_WORK INSTRUCTION:_
Each line from the one containing "Target: green foliage" to the end of the listing below should be output exactly; no other line is wanted.

*** Opening EXTRACTED MATERIAL ***

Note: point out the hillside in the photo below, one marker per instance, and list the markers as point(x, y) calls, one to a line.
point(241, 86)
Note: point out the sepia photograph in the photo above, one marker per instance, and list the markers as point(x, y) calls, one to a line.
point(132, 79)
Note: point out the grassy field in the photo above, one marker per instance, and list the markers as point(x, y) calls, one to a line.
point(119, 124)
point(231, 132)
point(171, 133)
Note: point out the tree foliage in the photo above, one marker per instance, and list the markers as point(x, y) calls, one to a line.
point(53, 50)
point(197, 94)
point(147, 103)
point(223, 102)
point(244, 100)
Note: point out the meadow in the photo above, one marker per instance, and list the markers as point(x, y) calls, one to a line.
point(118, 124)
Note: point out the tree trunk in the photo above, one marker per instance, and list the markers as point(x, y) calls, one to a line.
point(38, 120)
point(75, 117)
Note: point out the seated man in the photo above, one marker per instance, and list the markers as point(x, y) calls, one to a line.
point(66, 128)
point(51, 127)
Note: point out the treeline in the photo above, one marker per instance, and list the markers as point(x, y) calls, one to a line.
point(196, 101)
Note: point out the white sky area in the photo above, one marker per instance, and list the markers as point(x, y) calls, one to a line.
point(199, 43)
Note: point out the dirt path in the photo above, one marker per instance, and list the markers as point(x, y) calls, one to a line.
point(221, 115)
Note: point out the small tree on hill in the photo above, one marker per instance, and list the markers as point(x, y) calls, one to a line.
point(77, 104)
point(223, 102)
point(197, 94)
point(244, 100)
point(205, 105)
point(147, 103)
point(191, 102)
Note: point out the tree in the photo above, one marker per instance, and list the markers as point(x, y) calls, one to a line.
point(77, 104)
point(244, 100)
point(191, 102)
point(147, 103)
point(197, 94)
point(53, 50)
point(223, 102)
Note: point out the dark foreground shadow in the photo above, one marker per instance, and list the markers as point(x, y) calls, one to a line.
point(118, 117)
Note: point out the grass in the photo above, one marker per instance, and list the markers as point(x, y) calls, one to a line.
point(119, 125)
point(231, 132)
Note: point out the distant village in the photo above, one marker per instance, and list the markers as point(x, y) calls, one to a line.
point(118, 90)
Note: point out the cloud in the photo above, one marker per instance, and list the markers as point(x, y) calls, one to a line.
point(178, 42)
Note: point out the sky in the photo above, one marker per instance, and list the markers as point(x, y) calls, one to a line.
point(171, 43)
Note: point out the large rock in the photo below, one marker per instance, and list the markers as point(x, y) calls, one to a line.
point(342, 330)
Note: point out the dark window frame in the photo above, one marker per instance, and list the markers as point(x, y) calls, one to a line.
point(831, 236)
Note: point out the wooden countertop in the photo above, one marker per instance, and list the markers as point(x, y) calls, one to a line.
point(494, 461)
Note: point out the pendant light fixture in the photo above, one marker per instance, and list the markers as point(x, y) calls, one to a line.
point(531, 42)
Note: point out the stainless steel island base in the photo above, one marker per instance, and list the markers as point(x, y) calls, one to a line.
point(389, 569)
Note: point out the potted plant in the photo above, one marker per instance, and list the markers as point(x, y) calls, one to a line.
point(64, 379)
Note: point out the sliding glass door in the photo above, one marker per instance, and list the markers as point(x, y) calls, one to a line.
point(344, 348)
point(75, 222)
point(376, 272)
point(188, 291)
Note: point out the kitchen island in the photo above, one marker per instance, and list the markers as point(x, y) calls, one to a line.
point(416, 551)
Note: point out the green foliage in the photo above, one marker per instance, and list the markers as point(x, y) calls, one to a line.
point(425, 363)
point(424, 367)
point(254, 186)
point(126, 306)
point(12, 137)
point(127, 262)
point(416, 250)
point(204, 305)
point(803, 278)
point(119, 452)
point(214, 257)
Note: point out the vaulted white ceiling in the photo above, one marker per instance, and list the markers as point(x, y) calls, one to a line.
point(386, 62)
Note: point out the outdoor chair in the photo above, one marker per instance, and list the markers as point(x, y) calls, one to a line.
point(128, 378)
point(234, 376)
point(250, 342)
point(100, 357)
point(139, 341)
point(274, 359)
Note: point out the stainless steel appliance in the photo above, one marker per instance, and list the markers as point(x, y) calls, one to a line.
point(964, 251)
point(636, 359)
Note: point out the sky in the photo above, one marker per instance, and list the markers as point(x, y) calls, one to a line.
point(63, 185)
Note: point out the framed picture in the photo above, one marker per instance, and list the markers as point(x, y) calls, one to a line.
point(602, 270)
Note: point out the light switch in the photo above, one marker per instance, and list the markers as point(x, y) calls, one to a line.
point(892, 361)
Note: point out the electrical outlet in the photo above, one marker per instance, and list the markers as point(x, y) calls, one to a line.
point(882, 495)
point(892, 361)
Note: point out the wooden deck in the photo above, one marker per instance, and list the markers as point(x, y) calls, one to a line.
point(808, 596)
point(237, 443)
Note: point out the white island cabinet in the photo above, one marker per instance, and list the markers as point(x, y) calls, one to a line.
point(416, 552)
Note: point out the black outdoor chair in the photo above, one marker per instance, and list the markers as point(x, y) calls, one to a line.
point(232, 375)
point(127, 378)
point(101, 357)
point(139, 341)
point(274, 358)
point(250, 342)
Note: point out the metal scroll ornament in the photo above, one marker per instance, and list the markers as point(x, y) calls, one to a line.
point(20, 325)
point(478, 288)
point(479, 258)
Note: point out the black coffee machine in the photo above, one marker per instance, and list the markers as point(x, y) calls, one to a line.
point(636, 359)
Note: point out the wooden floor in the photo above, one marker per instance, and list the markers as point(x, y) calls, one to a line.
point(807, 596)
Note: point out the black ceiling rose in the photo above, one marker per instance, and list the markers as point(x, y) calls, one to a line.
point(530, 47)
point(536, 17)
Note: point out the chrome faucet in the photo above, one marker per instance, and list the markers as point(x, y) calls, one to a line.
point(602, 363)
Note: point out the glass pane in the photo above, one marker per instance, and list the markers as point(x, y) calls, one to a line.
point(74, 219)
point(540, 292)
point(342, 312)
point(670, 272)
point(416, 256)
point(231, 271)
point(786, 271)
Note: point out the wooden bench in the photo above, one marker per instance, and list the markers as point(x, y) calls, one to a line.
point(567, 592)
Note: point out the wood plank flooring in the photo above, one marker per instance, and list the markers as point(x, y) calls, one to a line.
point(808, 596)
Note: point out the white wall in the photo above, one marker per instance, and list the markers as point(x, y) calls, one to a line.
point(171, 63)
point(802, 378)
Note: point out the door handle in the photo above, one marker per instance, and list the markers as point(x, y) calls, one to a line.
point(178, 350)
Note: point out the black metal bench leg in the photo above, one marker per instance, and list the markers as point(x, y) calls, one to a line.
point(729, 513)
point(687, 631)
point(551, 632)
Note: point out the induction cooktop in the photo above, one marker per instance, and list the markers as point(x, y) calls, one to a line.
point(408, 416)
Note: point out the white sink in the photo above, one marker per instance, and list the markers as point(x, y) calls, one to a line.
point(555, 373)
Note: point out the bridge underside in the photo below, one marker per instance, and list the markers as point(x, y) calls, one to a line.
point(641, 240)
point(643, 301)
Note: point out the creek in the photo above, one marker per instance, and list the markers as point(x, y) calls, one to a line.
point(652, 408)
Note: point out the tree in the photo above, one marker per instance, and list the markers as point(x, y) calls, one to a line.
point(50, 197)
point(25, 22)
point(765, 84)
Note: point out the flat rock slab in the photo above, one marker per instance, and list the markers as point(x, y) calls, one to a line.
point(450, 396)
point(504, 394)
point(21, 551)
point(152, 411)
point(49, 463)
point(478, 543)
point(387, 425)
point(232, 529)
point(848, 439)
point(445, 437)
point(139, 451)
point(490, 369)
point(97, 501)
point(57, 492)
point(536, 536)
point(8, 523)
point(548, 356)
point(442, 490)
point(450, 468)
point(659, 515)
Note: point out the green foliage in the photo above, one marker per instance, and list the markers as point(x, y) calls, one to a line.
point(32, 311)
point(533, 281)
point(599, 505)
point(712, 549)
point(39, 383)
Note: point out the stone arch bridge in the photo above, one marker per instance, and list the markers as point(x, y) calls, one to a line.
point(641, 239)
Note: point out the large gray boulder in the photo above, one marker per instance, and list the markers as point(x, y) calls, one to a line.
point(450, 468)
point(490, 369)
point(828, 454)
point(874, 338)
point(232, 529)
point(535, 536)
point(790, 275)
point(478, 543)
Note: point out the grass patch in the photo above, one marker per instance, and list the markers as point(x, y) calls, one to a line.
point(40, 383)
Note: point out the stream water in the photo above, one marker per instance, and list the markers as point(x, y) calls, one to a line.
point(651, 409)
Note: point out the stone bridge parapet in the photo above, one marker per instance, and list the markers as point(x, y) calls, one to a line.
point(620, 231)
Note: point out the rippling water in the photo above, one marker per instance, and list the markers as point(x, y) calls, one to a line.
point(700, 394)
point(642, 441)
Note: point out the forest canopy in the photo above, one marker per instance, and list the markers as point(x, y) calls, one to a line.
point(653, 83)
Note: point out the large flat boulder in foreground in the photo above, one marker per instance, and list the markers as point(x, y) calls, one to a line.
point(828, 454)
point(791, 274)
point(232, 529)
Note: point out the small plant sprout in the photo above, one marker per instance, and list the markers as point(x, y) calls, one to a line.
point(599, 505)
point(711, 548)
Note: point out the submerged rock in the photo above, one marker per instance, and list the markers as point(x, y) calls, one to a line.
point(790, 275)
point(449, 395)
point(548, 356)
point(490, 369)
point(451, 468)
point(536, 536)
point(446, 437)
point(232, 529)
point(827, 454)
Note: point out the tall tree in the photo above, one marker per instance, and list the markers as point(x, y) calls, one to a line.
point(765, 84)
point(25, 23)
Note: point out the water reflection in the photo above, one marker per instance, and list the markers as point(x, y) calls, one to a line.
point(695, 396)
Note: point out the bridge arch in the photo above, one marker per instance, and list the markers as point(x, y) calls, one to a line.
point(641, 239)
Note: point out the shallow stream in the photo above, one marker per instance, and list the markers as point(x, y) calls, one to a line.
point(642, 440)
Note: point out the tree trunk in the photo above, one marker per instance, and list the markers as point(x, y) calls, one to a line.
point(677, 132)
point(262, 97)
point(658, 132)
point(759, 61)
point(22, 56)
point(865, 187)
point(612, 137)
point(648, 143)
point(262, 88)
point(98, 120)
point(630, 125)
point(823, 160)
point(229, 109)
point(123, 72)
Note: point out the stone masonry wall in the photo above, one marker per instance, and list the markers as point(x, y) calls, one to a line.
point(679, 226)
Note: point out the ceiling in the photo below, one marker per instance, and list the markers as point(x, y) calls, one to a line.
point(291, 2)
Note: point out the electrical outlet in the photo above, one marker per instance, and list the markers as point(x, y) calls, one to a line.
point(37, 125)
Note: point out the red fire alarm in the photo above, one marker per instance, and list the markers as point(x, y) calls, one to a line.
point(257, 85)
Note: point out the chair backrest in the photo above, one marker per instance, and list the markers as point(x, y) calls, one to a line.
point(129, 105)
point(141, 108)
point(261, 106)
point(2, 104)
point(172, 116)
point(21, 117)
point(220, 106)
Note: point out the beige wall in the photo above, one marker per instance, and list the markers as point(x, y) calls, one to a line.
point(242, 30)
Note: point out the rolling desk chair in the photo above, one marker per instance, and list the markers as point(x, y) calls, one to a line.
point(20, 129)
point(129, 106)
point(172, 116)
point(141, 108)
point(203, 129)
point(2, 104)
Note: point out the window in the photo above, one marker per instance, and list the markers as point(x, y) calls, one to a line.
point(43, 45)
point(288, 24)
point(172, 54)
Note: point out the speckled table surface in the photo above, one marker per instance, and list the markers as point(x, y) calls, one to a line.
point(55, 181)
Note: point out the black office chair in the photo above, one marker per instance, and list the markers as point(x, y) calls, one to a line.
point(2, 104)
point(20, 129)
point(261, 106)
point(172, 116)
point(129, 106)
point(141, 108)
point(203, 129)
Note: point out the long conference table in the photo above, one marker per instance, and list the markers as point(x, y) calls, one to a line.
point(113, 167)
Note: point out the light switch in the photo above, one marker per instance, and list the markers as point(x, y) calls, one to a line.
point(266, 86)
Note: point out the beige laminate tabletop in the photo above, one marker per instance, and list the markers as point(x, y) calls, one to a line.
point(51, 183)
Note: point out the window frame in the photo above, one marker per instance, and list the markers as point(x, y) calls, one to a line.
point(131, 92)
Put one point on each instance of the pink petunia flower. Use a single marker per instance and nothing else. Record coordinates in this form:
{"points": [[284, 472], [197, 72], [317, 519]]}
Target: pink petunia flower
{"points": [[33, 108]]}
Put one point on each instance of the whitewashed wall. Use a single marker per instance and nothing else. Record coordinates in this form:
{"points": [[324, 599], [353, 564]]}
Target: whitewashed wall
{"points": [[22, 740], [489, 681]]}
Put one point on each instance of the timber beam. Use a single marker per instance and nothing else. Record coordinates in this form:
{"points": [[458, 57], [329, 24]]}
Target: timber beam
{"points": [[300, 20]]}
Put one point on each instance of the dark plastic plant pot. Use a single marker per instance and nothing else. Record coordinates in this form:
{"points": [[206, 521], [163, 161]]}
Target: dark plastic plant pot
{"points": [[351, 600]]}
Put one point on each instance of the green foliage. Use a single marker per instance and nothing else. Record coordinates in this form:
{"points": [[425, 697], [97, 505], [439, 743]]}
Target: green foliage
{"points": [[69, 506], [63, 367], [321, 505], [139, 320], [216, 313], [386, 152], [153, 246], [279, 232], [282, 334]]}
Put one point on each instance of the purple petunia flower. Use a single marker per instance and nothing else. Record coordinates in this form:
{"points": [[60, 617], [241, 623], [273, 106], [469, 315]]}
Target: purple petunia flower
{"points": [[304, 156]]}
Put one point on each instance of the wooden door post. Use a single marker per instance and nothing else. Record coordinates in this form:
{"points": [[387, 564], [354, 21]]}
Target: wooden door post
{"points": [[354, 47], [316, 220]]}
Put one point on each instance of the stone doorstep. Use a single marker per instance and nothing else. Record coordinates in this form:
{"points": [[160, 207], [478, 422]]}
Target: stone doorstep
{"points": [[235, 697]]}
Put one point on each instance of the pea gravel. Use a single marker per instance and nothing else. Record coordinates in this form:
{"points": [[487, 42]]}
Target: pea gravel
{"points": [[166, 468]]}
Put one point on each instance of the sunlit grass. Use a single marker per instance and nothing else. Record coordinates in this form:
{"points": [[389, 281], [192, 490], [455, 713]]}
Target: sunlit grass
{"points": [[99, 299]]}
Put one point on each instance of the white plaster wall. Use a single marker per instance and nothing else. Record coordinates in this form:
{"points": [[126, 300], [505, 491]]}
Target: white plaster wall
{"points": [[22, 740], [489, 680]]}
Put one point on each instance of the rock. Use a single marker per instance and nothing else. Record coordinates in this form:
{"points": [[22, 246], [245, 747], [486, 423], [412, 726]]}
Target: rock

*** Closing EXTRACTED MATERIAL ***

_RESPONSE BELOW:_
Target: green foliage
{"points": [[69, 506], [63, 367], [321, 505], [139, 320], [216, 313], [386, 152], [153, 246], [279, 232], [282, 334]]}
Put one point on each instance of the purple petunia flower. Use a single marker per instance and nothing else. Record coordinates in this form:
{"points": [[60, 617], [241, 623], [273, 106], [469, 315]]}
Target: purple petunia flower
{"points": [[304, 156]]}
Put one point on each instance of the wooden door post. Use a single marker per instance and nothing else. Record coordinates in this form:
{"points": [[387, 564], [354, 21]]}
Target: wooden door post
{"points": [[354, 47], [316, 220]]}
Put one point on each instance of the stone doorstep. Use a single marker per instance and nothing else. Record coordinates in this form:
{"points": [[160, 207], [478, 422]]}
Target: stone doorstep
{"points": [[235, 697]]}
Put one point on each instance of the pea gravel. Use a single marker per instance and nothing else. Record coordinates in this form:
{"points": [[487, 42]]}
Target: pea gravel
{"points": [[166, 468]]}
Put one point on each instance of the sunlit grass. Use a single marker per instance and nothing else. Record coordinates in this form:
{"points": [[389, 281], [192, 490], [455, 713]]}
Target: sunlit grass
{"points": [[99, 299]]}
Put one point on each instance of the white plaster wall. Use a single marker per instance and nothing else. Record coordinates in this form:
{"points": [[126, 300], [505, 491]]}
Target: white plaster wall
{"points": [[22, 740], [489, 680]]}
Put one point on each instance of the rock. Use a single marker per instance and nothing else. Record coordinates in this form:
{"points": [[22, 246], [245, 747], [486, 423], [412, 726]]}
Target: rock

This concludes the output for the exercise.